──────── THE INPUT ────────
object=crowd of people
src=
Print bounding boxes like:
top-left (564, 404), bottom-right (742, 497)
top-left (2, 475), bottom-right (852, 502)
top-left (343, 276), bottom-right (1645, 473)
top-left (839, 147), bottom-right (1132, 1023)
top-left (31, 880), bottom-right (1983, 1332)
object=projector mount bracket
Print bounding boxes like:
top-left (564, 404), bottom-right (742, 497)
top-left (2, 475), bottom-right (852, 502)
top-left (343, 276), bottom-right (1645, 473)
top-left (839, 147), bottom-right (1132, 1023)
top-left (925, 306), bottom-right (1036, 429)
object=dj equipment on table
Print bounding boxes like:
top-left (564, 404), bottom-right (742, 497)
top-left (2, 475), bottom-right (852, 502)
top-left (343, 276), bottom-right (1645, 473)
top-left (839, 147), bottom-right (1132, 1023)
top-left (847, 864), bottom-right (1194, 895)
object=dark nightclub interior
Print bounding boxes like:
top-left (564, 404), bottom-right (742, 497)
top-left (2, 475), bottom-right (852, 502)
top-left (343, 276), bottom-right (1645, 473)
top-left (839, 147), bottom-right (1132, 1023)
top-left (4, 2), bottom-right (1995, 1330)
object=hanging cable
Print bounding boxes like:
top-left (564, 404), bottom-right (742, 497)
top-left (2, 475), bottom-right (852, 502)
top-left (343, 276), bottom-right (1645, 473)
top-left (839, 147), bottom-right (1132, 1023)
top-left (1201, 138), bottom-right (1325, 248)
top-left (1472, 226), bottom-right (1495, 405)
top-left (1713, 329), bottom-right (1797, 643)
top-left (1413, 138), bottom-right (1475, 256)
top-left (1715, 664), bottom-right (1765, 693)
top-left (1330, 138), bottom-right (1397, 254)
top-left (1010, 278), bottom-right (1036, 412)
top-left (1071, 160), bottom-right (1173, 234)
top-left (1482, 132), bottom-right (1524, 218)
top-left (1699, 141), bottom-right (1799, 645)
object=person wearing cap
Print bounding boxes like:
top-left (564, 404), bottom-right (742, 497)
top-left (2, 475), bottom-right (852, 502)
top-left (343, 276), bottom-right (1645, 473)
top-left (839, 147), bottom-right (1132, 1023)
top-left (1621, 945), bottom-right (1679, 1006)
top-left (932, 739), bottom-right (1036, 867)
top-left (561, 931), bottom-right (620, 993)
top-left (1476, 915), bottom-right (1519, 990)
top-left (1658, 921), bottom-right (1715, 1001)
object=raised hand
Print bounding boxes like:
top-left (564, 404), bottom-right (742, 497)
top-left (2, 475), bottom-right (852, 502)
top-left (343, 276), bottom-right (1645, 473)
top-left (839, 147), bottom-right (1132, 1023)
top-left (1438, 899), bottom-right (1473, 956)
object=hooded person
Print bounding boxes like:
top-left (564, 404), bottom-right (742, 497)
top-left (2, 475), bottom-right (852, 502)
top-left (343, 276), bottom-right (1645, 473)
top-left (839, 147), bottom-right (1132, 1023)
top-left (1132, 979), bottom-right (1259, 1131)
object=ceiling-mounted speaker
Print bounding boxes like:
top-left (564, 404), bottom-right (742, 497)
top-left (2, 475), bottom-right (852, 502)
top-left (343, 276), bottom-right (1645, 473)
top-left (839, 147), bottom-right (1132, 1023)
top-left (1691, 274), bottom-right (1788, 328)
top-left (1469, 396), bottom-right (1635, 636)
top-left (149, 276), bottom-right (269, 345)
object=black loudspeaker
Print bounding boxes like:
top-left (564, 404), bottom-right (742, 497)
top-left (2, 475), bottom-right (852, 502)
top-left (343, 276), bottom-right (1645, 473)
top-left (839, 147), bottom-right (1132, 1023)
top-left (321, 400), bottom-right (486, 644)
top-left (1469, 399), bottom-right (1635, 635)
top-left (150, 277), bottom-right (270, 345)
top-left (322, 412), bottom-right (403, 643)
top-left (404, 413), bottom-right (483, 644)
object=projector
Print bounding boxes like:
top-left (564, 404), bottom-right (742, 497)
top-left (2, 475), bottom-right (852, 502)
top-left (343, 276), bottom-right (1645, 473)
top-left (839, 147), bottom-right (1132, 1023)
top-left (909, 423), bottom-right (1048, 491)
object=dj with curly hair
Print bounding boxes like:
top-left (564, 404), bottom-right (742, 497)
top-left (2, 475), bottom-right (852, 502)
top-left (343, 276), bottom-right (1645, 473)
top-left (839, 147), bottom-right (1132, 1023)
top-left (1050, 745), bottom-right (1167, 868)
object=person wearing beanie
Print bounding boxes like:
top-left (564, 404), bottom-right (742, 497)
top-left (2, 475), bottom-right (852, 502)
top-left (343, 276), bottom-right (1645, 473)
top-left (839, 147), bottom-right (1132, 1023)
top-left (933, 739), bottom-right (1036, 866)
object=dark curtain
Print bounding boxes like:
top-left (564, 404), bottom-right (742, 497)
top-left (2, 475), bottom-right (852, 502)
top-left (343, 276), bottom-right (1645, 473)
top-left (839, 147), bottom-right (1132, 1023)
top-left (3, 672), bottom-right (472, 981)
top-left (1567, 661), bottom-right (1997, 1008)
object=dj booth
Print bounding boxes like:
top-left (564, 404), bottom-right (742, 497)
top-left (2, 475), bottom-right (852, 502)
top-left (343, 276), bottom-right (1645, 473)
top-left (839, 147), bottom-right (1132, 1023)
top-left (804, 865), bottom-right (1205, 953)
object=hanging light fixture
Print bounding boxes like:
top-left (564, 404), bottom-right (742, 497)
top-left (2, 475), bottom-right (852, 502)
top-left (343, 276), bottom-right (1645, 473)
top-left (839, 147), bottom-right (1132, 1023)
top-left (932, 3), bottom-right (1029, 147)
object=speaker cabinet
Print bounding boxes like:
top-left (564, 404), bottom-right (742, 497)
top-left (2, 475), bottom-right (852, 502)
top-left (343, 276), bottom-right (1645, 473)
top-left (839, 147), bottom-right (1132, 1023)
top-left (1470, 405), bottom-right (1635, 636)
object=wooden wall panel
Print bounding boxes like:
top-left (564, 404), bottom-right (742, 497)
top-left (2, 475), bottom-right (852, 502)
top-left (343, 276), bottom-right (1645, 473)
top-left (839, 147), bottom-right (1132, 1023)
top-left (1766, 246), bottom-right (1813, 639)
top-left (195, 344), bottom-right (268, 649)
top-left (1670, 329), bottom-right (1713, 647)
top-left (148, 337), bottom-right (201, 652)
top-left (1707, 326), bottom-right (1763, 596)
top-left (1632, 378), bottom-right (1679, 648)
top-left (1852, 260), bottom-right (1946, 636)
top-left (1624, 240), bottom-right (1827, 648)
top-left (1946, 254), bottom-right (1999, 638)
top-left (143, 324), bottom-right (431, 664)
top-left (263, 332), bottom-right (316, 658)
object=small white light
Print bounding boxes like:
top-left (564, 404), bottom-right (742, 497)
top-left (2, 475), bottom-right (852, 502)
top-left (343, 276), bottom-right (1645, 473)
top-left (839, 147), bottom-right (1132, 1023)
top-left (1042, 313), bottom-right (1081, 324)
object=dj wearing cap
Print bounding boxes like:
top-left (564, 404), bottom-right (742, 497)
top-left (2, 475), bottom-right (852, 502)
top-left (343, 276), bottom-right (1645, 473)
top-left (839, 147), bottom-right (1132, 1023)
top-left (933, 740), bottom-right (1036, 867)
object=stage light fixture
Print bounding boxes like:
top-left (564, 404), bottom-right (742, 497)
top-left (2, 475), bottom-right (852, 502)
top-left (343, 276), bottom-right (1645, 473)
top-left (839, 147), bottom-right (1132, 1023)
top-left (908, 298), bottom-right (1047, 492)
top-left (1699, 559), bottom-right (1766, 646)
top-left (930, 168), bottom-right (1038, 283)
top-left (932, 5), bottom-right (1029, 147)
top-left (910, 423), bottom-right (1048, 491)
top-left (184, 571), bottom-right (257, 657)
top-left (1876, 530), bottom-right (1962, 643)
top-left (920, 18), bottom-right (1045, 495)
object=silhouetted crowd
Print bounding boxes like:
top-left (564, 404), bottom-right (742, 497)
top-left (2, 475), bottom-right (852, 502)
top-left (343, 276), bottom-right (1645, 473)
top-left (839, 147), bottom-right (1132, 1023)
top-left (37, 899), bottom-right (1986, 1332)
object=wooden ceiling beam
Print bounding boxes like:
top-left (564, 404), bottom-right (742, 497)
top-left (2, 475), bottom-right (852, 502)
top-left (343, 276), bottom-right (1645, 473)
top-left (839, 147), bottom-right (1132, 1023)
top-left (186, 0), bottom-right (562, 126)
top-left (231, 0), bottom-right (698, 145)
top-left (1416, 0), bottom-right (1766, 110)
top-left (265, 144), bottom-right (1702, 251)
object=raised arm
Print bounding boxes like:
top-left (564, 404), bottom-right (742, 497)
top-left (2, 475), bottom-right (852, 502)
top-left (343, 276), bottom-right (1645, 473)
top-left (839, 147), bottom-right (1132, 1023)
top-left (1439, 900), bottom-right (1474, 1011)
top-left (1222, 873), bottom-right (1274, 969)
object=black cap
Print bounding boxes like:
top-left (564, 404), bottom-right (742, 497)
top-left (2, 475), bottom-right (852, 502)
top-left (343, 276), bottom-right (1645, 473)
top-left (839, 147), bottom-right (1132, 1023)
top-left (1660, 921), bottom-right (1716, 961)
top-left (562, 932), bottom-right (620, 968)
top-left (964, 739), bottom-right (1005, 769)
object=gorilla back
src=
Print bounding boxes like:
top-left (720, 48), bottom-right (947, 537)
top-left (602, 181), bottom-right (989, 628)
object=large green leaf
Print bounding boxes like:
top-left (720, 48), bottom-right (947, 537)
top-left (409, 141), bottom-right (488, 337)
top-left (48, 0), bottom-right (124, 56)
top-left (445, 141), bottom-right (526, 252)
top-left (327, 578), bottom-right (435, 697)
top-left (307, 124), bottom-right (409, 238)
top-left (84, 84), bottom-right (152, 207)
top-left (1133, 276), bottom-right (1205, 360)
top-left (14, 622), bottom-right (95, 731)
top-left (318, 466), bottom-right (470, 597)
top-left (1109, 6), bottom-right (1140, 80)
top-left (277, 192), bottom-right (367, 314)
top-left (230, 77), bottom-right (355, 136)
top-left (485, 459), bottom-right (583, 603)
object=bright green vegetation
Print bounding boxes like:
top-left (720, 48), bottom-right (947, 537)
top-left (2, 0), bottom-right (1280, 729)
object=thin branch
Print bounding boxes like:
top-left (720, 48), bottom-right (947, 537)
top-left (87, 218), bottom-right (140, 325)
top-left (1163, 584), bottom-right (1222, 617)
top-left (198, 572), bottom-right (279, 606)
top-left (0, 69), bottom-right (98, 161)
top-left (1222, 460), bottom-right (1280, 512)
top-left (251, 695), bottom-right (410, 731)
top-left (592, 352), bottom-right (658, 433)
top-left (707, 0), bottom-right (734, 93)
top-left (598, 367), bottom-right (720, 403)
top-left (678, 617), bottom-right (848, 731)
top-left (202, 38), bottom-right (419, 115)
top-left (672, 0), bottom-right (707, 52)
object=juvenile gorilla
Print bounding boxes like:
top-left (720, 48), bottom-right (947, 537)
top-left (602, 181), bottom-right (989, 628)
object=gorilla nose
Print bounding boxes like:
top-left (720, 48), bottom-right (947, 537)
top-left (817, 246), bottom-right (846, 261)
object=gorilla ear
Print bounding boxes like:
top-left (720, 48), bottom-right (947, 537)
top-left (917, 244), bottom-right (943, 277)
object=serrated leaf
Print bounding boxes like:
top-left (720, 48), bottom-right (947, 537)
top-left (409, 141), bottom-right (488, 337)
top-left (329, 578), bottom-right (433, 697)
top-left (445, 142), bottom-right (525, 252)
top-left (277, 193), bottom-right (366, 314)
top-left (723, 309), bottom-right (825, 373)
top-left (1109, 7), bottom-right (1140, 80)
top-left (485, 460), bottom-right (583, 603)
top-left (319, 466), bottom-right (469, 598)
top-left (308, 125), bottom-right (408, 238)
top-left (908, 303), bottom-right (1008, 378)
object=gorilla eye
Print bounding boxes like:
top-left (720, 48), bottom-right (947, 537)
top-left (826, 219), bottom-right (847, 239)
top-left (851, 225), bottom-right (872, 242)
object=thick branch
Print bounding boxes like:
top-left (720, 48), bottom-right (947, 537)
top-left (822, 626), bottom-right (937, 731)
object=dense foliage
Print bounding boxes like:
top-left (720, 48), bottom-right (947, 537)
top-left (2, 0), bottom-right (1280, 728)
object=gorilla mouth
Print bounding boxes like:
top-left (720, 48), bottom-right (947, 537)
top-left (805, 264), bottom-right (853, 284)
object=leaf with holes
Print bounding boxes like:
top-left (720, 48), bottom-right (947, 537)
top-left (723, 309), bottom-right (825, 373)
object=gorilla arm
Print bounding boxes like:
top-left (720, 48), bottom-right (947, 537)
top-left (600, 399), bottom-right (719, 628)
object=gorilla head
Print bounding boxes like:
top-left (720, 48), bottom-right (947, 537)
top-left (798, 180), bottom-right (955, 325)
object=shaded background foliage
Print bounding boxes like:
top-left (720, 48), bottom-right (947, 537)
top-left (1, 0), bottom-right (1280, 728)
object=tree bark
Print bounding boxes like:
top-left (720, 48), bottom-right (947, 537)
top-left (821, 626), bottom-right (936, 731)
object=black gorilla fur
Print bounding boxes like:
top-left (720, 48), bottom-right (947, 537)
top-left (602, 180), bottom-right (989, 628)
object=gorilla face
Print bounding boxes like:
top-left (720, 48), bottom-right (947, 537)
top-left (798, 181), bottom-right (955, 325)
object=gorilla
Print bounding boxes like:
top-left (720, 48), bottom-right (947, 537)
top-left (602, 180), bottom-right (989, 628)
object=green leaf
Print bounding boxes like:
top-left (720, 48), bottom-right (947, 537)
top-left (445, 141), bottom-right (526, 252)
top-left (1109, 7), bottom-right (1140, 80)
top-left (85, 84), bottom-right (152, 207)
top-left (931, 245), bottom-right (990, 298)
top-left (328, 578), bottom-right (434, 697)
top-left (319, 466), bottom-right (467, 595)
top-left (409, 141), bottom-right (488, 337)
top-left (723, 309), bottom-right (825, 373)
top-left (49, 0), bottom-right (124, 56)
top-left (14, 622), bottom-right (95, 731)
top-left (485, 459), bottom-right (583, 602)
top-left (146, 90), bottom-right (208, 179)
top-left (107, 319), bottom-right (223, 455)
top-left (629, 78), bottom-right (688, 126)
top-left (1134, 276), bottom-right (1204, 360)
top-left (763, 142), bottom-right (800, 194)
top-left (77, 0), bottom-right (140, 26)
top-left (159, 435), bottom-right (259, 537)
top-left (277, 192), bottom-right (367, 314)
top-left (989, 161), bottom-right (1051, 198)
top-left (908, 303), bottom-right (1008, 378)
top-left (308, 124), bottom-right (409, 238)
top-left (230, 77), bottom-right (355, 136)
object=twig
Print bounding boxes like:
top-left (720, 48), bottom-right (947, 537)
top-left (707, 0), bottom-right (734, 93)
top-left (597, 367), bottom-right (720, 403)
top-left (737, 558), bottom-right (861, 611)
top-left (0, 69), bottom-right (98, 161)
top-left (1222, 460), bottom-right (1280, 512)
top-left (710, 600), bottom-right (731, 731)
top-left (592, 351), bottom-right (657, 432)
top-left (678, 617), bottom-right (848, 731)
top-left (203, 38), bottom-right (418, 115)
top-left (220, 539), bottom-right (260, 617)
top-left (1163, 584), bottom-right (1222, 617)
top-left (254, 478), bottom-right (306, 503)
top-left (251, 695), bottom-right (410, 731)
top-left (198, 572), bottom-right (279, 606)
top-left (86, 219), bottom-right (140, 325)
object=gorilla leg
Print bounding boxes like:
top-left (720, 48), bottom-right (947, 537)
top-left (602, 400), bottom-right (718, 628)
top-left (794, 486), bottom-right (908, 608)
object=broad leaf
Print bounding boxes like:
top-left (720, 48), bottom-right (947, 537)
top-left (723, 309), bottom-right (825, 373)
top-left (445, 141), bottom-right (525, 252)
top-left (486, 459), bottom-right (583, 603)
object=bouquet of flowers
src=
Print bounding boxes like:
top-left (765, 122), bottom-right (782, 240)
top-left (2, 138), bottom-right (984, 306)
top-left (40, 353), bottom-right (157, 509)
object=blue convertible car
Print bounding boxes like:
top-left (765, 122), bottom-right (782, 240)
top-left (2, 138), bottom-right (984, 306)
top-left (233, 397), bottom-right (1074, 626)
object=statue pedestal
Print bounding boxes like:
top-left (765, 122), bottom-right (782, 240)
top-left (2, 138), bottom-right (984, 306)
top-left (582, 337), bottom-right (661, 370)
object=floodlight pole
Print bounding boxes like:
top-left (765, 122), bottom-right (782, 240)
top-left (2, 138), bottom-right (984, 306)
────────
WHAT IS NEEDED
Show a copy of each line from the records above in which the string "projector" occurs.

WRITTEN REPLY
object=projector mount bracket
object=projector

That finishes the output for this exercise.